> TASKS FOR THIS EXERCISE
**1.** Count the lines in the entries that contain the string "sole", treating uppercase and lowercase as different, and give only the number.
**2.** Pick up the Fourth of July blog post after its last sentence and write a continuation.

start EXCERPT

Except my weight is down. Part of it is that I feel like I have a big cannon ball in the pit of my stomach, in place of an appetite. (See: “boneheaded”). But I kind of have permission to eat a nice steak for the 4th, and eating steak is a rare treat. So I got that at Walmart along with the fireworks and a couple of other small items. Hope I can get it down.

Happy 4th of July to my American readers.

This article has 2 comments

  1. Gary Stradling Reply

    Kent- would you explain this:” where periods of tectonic quiescence in which mudstone was deposited were interrupted by tectonic stirrings that spread sheets of sand across the area. The Shinarump and Poleo Formations were such sand sheets. ”

end EXCERPT
start ITEMS

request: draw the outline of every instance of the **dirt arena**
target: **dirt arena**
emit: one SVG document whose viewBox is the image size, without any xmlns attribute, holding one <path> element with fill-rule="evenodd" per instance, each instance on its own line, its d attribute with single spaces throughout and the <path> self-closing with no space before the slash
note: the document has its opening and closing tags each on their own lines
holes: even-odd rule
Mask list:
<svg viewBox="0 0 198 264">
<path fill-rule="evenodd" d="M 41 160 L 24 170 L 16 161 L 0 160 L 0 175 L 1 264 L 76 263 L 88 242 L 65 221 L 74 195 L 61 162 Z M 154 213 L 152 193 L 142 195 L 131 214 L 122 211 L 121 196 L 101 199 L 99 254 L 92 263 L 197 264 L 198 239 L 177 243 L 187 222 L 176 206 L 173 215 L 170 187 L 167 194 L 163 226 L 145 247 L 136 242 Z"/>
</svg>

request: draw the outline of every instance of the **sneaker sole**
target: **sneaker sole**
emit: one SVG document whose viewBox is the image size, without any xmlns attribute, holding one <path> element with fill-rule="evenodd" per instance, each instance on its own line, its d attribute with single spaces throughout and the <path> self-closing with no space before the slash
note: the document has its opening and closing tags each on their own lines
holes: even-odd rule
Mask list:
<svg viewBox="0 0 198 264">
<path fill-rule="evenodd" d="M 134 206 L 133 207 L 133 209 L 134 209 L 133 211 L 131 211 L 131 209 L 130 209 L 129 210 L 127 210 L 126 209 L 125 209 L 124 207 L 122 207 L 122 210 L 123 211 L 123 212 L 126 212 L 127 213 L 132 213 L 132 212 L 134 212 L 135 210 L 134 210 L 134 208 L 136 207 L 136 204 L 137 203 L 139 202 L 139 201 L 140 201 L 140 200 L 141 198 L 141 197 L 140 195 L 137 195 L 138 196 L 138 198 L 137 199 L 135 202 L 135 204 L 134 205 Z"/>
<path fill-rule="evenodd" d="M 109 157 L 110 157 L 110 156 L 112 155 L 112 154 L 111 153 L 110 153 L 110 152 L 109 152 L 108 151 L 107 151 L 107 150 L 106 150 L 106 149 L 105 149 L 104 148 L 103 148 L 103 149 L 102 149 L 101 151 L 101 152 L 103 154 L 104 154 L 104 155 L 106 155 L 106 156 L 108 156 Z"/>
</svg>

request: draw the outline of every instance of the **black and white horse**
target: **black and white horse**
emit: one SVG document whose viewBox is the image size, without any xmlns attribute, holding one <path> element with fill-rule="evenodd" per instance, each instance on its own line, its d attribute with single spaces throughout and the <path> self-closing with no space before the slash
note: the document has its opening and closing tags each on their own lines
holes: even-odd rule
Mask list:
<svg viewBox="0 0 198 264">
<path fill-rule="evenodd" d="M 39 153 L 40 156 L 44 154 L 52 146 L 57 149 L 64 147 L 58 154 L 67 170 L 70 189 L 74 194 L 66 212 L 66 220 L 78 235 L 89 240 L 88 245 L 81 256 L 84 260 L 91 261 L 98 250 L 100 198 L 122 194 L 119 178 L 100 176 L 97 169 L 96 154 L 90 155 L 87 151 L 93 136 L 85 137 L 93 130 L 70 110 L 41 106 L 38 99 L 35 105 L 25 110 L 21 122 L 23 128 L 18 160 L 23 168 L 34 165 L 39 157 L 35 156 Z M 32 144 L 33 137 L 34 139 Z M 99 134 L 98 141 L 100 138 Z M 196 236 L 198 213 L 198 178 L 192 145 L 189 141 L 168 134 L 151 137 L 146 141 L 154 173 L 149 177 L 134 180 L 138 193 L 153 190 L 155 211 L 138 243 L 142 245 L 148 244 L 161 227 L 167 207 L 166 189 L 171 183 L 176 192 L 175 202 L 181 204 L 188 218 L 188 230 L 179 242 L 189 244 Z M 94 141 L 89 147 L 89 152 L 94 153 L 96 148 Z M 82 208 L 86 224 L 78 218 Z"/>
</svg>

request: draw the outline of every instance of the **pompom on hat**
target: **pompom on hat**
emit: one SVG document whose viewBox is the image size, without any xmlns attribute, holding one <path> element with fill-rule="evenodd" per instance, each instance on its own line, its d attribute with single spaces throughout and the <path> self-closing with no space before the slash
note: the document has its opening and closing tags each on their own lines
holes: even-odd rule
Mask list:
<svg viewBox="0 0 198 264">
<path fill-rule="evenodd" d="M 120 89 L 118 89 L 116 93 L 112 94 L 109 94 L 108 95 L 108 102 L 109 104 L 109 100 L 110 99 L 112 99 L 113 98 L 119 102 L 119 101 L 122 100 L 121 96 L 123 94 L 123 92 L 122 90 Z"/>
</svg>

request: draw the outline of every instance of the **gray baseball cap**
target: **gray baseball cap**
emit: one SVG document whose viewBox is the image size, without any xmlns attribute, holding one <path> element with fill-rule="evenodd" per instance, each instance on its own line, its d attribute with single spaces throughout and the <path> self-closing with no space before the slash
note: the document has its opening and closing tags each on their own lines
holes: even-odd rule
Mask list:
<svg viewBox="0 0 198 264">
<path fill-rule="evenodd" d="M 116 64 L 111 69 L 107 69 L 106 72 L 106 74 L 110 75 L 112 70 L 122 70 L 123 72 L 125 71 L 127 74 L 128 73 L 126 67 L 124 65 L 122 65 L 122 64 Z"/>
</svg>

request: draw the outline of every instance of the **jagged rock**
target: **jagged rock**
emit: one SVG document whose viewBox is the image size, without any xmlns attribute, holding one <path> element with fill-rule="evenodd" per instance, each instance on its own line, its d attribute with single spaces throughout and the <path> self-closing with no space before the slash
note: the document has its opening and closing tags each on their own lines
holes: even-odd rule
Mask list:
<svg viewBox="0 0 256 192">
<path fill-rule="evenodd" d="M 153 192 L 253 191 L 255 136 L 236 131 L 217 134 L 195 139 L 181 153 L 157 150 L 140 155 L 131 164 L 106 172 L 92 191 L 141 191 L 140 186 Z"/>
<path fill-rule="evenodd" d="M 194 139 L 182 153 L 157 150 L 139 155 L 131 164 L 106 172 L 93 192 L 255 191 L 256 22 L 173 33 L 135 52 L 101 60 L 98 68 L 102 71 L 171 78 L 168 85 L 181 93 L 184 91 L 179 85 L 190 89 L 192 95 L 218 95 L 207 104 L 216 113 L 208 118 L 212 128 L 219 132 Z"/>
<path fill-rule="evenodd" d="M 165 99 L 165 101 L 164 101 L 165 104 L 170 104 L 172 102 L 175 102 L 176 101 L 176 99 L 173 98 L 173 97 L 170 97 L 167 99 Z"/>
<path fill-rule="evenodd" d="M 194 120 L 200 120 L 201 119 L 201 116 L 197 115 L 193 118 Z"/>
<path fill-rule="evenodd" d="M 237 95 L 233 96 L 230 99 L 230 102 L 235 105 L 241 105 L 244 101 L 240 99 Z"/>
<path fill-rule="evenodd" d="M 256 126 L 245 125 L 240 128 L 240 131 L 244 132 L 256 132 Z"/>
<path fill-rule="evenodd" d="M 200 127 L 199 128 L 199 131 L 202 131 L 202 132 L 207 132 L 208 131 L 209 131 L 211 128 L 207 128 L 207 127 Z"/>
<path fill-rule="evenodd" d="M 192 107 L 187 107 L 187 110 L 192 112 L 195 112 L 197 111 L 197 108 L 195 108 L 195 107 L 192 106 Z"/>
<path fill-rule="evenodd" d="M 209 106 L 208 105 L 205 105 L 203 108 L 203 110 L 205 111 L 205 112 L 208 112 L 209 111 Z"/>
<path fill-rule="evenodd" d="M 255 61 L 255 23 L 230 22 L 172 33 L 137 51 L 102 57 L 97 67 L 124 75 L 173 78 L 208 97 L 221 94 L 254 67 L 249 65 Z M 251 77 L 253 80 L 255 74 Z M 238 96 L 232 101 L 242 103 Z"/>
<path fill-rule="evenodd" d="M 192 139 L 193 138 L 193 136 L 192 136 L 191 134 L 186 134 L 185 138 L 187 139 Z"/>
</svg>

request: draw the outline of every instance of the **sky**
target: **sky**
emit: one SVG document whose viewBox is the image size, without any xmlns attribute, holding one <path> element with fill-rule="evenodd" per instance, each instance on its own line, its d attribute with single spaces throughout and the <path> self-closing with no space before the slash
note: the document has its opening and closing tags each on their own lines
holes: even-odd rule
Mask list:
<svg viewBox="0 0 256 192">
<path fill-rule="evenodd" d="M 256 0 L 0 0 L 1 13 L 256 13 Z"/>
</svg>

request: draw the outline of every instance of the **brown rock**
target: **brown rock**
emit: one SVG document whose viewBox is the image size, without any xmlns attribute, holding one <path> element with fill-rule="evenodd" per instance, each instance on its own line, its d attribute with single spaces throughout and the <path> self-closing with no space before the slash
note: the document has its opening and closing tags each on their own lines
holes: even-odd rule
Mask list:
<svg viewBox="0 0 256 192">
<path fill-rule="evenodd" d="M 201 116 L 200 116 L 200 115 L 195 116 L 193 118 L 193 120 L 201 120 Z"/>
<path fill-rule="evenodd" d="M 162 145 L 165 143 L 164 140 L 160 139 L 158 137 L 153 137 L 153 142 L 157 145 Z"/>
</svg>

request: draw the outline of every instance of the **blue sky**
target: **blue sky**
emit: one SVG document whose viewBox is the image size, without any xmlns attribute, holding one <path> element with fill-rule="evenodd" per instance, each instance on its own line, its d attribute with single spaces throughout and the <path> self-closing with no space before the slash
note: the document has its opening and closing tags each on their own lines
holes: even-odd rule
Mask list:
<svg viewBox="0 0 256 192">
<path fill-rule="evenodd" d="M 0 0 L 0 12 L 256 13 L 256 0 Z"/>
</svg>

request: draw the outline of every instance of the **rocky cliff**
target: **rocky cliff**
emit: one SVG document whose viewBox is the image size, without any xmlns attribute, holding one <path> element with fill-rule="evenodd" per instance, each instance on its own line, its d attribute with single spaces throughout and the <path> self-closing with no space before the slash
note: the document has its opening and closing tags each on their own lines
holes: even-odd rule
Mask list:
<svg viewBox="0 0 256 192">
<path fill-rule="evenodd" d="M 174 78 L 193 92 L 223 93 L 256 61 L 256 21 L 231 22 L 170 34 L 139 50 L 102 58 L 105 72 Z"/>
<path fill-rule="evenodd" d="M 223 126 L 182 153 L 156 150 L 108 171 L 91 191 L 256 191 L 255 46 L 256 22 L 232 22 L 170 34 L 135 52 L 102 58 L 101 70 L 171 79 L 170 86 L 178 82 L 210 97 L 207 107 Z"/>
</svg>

end ITEMS

> ANSWERS BY TASK
**1.** 2

**2.**
  2. Kent Budge Reply

    The indications are that, for some reason, stream gradients abruptly increased during Shinarump deposition, so that a sheet of coarse sediments spread over the entire river valley. We know there were remnants of the Ancestral Rocky Mountains to the north, and newer mountains of the Mesozoic Mogollon Uplift to the south. Possibly one or both experienced a burst of “rejuvenation” that briefly increased topographic relief and associated erosion.

    The Poleo Formation is less extensive, being mostly limited to the area immediately north of the Jemez (whereas the Shinarump extends clear into the Canyonlands area of Utah) but likely formed from rejuvenation of some local range. Possibly the Sierra Nacimiento: That would be my guess, but, if so, all evidence, other than the Poleo itself, was eroded away later.